**STATED EXERCISE:** Using the article below on WEKA and ColdFusion, explain in one to three sentences why many programming languages now offer machine learning libraries.

**GIVEN PASSAGE:**
Machine learning has been a buzz word in recent times. I often hear people talking about this and their profound interest to learn more and gain expertise in this field. As a consequence, many programming languages are now having machine learning libraries available in their toolbox. For example, Java has ML libraries like WEKA, C++ has Encog (Encog is available for Java as well), PyBrain for Python etc.  These libraries come in handy and obviates the need to write basic algorithms from scratch. One such tool is WEKA (http://www.cs.waikato.ac.nz/ml/weka/)-  A data mining software in Java. You can use it as a standalone application or use it's APIs in your own Java program.

 

In this article, I will show you how to use WEKA library in ColdFusion. I am going to write a very simple Java program and add wrappers to it in ColdFusion. These wrappers can then be called from ColdFusion pages. In short, I am making the WEKA library available to ColdFusion.

**SUPPLIED DATA:**
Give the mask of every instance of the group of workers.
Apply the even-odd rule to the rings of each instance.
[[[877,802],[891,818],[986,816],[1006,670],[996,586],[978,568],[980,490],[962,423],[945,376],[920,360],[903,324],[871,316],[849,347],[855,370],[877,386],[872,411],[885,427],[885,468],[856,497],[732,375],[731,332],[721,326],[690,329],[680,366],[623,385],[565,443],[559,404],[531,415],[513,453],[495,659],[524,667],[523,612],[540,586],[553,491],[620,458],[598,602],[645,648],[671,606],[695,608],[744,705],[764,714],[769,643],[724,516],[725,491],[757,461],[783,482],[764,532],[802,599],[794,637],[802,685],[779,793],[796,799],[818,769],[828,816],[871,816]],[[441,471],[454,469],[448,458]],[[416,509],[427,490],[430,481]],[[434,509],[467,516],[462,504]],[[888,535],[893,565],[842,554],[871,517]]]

**TASK RESPONSE:** Machine learning has become a buzz word, and many people are keen to learn more about it and gain expertise in the field. As a result, many programming languages now have machine learning libraries in their toolbox.